» Task to complete:
Convert the data, beginning with its first line and ending after the line that contains "486L920 458H892L778 575L849", into a Markdown table with the columns Row and Line. Give each line its own numbered row and skip any blank lines.

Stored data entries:
◇ ◇ ◇ ◇ ◇ ◇ ◇
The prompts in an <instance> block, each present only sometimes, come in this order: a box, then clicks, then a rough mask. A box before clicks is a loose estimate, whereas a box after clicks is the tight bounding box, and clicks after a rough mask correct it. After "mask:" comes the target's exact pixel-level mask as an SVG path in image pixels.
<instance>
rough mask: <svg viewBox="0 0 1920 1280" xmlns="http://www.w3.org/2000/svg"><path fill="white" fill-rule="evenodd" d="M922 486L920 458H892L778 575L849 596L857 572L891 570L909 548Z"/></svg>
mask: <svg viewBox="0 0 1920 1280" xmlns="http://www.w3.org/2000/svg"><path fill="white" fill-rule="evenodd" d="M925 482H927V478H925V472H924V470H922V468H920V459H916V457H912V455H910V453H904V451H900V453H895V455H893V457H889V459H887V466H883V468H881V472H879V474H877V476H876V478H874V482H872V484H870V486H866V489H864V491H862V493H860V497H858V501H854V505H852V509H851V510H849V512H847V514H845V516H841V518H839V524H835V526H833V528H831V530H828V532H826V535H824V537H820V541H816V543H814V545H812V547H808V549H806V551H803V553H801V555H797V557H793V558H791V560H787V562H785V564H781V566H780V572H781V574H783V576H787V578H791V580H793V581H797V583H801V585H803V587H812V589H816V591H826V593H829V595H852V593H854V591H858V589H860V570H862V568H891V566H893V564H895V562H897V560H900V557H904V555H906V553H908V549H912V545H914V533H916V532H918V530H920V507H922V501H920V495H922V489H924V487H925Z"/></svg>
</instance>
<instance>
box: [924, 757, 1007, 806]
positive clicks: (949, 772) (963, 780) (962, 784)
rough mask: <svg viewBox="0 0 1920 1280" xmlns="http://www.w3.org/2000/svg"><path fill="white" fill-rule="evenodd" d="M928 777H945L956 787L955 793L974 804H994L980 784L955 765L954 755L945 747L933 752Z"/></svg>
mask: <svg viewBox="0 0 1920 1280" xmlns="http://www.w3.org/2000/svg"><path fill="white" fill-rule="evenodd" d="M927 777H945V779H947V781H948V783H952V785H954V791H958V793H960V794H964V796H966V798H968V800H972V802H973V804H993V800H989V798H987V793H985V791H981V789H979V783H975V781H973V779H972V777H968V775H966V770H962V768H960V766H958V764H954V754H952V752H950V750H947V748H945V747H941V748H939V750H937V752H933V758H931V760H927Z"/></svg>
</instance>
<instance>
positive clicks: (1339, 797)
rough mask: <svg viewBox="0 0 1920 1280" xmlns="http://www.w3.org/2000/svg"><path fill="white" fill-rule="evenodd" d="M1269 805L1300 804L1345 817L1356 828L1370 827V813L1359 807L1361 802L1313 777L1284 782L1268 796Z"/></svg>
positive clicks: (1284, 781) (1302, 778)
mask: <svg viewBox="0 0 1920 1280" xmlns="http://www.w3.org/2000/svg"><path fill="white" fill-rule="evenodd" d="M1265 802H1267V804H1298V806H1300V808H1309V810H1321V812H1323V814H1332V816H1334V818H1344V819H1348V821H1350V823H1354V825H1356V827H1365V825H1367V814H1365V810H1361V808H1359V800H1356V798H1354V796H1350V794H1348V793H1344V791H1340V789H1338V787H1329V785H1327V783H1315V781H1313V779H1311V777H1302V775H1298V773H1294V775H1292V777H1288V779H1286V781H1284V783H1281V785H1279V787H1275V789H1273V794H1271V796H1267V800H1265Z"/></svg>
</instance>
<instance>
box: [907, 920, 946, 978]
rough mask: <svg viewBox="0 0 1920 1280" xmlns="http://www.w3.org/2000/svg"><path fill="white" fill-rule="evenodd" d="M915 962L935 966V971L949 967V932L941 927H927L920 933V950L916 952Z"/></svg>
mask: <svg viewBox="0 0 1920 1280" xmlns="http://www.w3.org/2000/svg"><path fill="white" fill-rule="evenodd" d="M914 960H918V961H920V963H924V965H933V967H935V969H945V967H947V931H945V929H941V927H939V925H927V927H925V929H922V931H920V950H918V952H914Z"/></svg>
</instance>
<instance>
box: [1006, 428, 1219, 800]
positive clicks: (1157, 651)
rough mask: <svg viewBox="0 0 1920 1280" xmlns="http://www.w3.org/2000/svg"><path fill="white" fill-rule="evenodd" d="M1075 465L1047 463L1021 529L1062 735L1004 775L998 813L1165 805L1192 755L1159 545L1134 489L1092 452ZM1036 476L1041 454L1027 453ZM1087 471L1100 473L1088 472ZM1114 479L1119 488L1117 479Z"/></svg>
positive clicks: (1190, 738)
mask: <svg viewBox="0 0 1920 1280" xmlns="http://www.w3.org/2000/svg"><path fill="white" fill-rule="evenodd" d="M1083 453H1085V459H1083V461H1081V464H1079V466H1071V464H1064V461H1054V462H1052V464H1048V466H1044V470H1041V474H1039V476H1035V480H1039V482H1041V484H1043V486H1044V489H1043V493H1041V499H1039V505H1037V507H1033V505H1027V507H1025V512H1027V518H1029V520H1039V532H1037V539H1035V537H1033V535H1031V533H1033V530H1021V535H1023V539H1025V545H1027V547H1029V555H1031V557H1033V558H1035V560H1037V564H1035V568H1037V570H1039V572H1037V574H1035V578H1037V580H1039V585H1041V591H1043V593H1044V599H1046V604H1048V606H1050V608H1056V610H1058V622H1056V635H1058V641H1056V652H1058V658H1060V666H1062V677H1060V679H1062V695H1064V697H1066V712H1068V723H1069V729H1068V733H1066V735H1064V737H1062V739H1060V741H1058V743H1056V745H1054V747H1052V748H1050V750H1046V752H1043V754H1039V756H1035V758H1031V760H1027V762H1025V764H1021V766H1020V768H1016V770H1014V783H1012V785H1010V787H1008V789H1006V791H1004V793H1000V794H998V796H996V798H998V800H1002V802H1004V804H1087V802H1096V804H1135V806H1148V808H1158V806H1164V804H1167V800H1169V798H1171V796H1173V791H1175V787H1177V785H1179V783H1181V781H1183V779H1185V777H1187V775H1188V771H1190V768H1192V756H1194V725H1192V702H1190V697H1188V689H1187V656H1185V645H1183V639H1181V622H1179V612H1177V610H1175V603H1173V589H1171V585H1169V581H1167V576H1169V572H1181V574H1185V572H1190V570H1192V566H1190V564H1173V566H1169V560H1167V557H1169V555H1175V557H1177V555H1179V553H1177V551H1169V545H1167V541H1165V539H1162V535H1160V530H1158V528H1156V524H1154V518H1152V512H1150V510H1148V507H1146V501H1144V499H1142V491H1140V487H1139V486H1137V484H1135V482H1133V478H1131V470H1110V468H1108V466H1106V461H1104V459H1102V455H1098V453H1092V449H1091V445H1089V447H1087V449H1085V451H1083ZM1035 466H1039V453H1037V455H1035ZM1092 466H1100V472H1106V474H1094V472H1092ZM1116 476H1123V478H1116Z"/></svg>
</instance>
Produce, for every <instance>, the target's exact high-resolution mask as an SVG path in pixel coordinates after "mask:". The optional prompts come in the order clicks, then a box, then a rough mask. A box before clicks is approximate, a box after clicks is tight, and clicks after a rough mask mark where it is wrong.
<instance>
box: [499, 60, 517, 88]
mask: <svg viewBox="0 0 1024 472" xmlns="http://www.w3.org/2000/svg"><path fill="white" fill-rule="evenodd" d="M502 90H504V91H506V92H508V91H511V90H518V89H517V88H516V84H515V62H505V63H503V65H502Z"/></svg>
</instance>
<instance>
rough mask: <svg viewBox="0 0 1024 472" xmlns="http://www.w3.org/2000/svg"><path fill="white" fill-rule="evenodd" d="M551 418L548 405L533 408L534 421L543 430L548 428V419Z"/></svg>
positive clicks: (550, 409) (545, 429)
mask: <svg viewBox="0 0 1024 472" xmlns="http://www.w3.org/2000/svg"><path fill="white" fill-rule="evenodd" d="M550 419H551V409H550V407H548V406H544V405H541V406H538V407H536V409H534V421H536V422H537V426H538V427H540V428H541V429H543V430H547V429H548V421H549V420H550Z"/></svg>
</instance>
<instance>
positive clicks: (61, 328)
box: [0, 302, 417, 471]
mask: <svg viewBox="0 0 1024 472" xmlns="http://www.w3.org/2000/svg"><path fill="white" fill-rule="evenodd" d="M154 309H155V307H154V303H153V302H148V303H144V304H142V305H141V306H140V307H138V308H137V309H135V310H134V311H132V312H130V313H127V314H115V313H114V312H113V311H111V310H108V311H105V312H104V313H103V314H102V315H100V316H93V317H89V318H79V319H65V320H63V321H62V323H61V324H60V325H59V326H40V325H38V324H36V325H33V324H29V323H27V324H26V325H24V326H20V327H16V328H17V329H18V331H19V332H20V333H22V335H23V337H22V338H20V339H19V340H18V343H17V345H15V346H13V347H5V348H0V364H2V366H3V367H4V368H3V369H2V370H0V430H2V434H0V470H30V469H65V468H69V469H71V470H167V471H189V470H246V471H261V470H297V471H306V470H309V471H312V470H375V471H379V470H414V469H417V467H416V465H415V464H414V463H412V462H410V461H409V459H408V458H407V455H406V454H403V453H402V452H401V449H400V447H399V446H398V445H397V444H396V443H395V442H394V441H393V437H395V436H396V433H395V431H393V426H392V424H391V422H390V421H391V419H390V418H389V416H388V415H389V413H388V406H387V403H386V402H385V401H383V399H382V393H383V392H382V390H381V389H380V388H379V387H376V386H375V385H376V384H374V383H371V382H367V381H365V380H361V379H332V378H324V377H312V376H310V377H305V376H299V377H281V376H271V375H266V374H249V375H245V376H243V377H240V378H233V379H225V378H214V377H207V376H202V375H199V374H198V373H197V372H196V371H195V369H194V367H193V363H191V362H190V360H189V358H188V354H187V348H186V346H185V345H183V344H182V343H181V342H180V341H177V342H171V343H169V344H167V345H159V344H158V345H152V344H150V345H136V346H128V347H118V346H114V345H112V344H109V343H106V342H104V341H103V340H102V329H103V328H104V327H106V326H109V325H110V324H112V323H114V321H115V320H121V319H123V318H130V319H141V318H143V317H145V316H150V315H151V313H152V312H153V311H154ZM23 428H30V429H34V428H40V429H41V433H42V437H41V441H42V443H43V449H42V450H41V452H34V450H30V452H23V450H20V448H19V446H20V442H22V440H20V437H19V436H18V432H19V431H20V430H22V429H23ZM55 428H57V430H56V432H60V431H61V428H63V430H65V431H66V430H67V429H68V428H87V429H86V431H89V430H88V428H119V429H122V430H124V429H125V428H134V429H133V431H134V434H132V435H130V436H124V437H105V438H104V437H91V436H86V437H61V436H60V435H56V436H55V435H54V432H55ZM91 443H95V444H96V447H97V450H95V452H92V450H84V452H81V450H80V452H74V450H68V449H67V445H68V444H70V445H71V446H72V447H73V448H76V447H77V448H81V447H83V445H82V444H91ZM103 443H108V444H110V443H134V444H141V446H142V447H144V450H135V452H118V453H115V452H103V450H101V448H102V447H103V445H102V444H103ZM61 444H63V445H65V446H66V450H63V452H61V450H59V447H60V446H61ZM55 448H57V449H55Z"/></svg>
◇ ◇ ◇ ◇ ◇ ◇ ◇
» Your response:
| Row | Line |
|---|---|
| 1 | The prompts in an <instance> block, each present only sometimes, come in this order: a box, then clicks, then a rough mask. A box before clicks is a loose estimate, whereas a box after clicks is the tight bounding box, and clicks after a rough mask correct it. After "mask:" comes the target's exact pixel-level mask as an SVG path in image pixels. |
| 2 | <instance> |
| 3 | rough mask: <svg viewBox="0 0 1920 1280" xmlns="http://www.w3.org/2000/svg"><path fill="white" fill-rule="evenodd" d="M922 486L920 458H892L778 575L849 596L857 572L891 570L909 548Z"/></svg> |